**The data**
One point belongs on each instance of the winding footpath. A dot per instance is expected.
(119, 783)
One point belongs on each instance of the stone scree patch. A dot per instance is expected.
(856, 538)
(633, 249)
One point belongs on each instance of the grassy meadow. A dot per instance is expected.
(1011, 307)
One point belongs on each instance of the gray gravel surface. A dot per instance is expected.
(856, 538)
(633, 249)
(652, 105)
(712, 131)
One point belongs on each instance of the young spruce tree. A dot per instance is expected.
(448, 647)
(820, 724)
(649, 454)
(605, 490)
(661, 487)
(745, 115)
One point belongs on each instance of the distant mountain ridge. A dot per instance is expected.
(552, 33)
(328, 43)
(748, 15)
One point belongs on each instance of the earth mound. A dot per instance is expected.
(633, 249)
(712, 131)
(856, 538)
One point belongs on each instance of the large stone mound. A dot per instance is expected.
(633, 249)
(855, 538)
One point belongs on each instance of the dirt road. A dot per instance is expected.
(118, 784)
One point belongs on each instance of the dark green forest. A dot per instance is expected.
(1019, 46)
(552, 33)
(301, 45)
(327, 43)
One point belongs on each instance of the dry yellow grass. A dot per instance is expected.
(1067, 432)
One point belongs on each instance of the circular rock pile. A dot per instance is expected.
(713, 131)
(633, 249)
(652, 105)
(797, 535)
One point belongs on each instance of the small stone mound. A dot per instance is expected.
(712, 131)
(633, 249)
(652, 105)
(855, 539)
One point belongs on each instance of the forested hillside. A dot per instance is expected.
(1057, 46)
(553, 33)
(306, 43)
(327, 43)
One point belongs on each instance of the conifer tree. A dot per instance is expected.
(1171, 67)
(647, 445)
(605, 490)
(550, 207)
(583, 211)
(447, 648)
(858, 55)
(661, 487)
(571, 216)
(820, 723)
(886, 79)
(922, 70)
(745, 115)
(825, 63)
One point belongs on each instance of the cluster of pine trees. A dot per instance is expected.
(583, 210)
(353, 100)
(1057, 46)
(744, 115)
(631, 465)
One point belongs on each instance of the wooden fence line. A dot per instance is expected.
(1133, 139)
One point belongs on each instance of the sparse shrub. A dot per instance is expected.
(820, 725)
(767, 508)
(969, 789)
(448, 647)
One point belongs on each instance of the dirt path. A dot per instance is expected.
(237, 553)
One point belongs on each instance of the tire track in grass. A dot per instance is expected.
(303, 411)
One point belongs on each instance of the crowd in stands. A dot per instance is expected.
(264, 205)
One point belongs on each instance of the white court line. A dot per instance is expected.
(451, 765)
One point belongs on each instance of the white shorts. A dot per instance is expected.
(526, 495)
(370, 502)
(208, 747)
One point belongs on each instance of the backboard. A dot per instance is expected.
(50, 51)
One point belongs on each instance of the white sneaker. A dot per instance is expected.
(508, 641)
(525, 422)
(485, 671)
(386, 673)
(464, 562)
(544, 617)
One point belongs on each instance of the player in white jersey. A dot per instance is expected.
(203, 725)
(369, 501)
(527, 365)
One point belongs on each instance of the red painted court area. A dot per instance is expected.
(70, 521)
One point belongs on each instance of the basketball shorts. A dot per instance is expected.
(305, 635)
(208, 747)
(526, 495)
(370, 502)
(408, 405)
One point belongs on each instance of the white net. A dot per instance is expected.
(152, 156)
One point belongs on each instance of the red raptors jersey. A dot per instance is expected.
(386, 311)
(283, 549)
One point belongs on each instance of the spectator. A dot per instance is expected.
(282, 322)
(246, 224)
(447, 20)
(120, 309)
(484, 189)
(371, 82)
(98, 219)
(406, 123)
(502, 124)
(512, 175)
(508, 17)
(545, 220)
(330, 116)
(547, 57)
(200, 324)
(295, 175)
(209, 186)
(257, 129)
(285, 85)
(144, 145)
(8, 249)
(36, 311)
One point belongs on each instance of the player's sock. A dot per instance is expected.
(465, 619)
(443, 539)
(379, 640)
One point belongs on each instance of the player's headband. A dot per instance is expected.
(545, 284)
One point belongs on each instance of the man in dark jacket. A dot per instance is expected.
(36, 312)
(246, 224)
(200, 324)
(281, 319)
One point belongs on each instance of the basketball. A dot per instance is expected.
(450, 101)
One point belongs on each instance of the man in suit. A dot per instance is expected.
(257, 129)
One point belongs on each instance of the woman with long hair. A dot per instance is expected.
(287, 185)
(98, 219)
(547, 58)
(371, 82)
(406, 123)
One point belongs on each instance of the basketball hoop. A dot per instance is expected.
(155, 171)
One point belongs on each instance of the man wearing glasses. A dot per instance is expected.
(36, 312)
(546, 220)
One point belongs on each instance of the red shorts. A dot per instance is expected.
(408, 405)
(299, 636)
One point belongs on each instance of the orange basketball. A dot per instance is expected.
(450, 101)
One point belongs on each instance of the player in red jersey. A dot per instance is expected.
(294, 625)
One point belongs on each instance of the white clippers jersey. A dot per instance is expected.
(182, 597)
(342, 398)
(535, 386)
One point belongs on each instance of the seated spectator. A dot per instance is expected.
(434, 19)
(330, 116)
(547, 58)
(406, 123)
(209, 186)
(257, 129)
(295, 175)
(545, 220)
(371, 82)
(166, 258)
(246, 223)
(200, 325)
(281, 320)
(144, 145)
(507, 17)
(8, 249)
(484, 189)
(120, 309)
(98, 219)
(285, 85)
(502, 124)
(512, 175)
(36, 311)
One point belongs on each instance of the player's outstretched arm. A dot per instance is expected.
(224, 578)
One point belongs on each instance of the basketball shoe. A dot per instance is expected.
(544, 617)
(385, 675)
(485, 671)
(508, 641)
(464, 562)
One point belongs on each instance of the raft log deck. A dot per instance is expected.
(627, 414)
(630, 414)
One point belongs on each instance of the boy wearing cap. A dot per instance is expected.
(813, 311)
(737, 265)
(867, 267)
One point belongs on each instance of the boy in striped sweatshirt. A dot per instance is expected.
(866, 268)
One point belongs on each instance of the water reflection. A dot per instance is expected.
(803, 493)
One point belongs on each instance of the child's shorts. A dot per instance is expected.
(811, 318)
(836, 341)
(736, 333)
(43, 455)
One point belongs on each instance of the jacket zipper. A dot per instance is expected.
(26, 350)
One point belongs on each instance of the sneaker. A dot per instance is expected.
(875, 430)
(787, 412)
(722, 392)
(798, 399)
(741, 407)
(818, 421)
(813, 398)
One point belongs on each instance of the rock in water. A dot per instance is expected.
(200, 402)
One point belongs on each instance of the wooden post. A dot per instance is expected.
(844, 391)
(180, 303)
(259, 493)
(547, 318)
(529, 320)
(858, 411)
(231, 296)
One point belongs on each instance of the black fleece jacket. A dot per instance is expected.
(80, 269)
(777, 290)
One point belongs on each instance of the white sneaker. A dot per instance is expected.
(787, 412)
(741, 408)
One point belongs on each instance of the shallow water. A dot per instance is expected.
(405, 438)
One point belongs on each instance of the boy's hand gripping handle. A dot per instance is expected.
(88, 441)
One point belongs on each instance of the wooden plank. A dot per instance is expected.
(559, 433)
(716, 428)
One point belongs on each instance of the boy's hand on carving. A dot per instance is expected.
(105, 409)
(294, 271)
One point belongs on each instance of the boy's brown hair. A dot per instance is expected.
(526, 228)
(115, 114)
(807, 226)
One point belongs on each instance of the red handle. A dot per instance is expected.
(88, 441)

**Try it**
Write every record out again, unaltered.

**Task result**
One point belongs on each instance of the winding footpath. A dot per instance is expected.
(119, 783)
One point belongs on each instance of the stone scree patch. A dot per instance is expected.
(856, 538)
(633, 249)
One point belongs on each instance of the grassy meadow. A dot per instance is expected.
(1011, 307)
One point belongs on each instance of the gray gravel surface. A dot per instance is expected.
(856, 538)
(633, 249)
(652, 105)
(712, 131)
One point belongs on each instance of the young spruce tree. A dot per instance is expected.
(448, 647)
(820, 724)
(649, 454)
(605, 490)
(661, 487)
(745, 115)
One point belongs on each instance of the distant mountain ridge. A dot per instance is expected.
(552, 33)
(328, 43)
(748, 15)
One point belongs on each instance of the earth mound. A dot per instance is expected.
(633, 249)
(712, 131)
(856, 538)
One point belongs on each instance of the large stone mound. A dot per instance is expected.
(633, 249)
(855, 538)
One point belongs on each instance of the dirt road. A dot per instance is expected.
(118, 784)
One point belongs on each instance of the dark green forest. A dot per instance is expected.
(1019, 46)
(552, 33)
(301, 45)
(327, 43)
One point belongs on each instance of the dry yellow grass. A dot per instance is expected.
(1067, 432)
One point belongs on each instance of the circular rock pile. A dot per instance is expected.
(713, 131)
(633, 249)
(652, 105)
(797, 535)
One point belongs on each instance of the small stone mound. A dot per instance is expected.
(712, 131)
(633, 249)
(652, 105)
(855, 539)
One point belongs on each instance of the forested hillside. A dot per instance is expected.
(1057, 46)
(553, 33)
(306, 43)
(327, 43)
One point belongs on each instance of the conifer tree. A dot per instance is expected.
(1171, 67)
(647, 445)
(605, 490)
(550, 207)
(583, 211)
(447, 648)
(858, 55)
(661, 487)
(571, 216)
(820, 723)
(886, 79)
(922, 70)
(745, 115)
(825, 63)
One point belongs on each instance of the cluster of pine trees. A dot per instance is expected.
(583, 210)
(353, 100)
(1057, 46)
(744, 115)
(631, 465)
One point belongs on each instance of the wooden fence line. A dot per instance is expected.
(1133, 139)
One point belongs on each instance of the sparse shrub. A dot per instance is expected.
(820, 725)
(767, 508)
(969, 789)
(448, 647)
One point belongs on each instance of the dirt path. A dot per instance is expected.
(237, 553)
One point belongs on each instance of the tire track in grass. A dot per instance is expected.
(303, 411)
One point belongs on each instance of the crowd in stands. A dot per instance is expected.
(264, 205)
One point belongs on each instance of the white court line. A dot per instance is expected.
(451, 765)
One point belongs on each instance of the white shorts. A dot per instance is expected.
(526, 495)
(370, 502)
(208, 747)
One point belongs on each instance of the backboard. A dot per instance is expected.
(50, 51)
One point belongs on each instance of the white sneaker. A dot per instance is expected.
(508, 641)
(525, 422)
(485, 671)
(386, 673)
(464, 562)
(544, 617)
One point belongs on each instance of the player in white jersey. A dot per instance is expected.
(203, 725)
(369, 501)
(527, 365)
One point belongs on each instance of the red painted court area. A dot per instance is expected.
(70, 521)
One point belongs on each instance of the basketball shorts. A dot per instance is expected.
(305, 635)
(208, 747)
(526, 495)
(370, 502)
(408, 405)
One point belongs on each instance of the white net. A dot per instance is expected.
(152, 156)
One point belongs on each instance of the red raptors jersey. A dot per instance is expected.
(386, 311)
(283, 549)
One point belongs on each instance of the spectator. A dot per instance is expected.
(282, 322)
(246, 224)
(447, 20)
(120, 309)
(484, 189)
(371, 82)
(98, 219)
(406, 123)
(502, 124)
(512, 175)
(508, 17)
(545, 220)
(330, 116)
(547, 57)
(200, 324)
(295, 175)
(209, 186)
(257, 129)
(285, 85)
(144, 145)
(8, 249)
(36, 311)
One point belongs on each instance of the player's sock. A dot per instance is expected.
(465, 619)
(443, 539)
(379, 640)
One point belongs on each instance of the player's headband. A dot per instance is expected.
(545, 284)
One point belongs on each instance of the man in dark jacket. A dot per instance is expected.
(36, 312)
(246, 224)
(200, 324)
(281, 319)
One point belongs on each instance of the basketball. A dot per instance is expected.
(450, 101)
One point belongs on each instance of the man in suit. A dot per instance is expected.
(257, 129)
One point belongs on each instance of the woman with long hair. A dot per instance is expected.
(287, 185)
(98, 219)
(547, 58)
(371, 82)
(406, 123)
One point belongs on each instance of the basketball hoop. A dot per instance is expected.
(155, 171)
One point belongs on each instance of the man wearing glasses. A dot per instance is expected.
(36, 312)
(546, 220)
One point belongs on each instance of the red shorts. A dot per instance is expected.
(408, 405)
(299, 636)
One point belongs on each instance of the orange basketball. A dot per instance is expected.
(450, 101)
One point belongs on each instance of the player in red jersey. A dot per instance is expected.
(294, 625)
One point belongs on each instance of the white clippers jersey. A dot per instance is expected.
(182, 597)
(342, 398)
(535, 386)
One point belongs on each instance of the seated spectator. A dot per instance is expected.
(434, 19)
(330, 116)
(547, 58)
(406, 123)
(209, 186)
(257, 129)
(295, 175)
(545, 220)
(371, 82)
(166, 258)
(246, 223)
(200, 325)
(281, 320)
(144, 145)
(507, 17)
(8, 249)
(484, 189)
(120, 309)
(98, 219)
(285, 85)
(502, 124)
(512, 175)
(36, 311)
One point belongs on each instance of the player's outstretched arm. A dot per instance is expected.
(224, 578)
One point belongs on each instance of the basketball shoe. A dot per instance is expected.
(544, 617)
(385, 675)
(485, 671)
(508, 641)
(464, 562)
One point belongs on each instance of the raft log deck. A dot per instance is expected.
(627, 414)
(630, 414)
One point belongs on each instance of the boy wearing cap. A dot per instance is expected.
(813, 311)
(737, 265)
(867, 267)
One point belongs on each instance of the boy in striped sweatshirt. A dot per instance is expected.
(866, 268)
One point belongs on each instance of the water reflection. A dot per instance is expected.
(803, 493)
One point belongs on each instance of the child's shorts. A dot per instance is expected.
(811, 318)
(836, 341)
(736, 333)
(43, 455)
One point belongs on each instance of the jacket zipper. A dot per instance is expected.
(26, 350)
One point belongs on each instance of the sneaker. A dot per instance is expected.
(875, 430)
(787, 412)
(722, 392)
(798, 399)
(741, 407)
(818, 421)
(813, 398)
One point belongs on each instance of the rock in water. A dot per instance is expected.
(200, 402)
One point belongs on each instance of the wooden post. A dot per instance is expected.
(844, 391)
(180, 303)
(259, 493)
(547, 318)
(529, 320)
(858, 411)
(231, 296)
One point belongs on each instance of the black fleece jacket. A dot per instance is expected.
(80, 269)
(777, 290)
One point belongs on each instance of the white sneaker. A dot per instance is expected.
(787, 412)
(741, 408)
One point belongs on each instance of the shallow water. A dot per instance is expected.
(405, 438)
One point belongs on each instance of the boy's hand gripping handle. A dot per instance is expected.
(88, 441)
One point belongs on each instance of the wooden plank. A dot per instance is expected.
(559, 433)
(716, 428)
One point belongs on each instance of the boy's hand on carving. A dot per instance is expected.
(105, 409)
(294, 271)
One point belongs on each instance of the boy's brown hair. A dot per instance is expected.
(526, 228)
(115, 114)
(807, 226)
One point belongs on each instance of the red handle. A dot per instance is expected.
(88, 441)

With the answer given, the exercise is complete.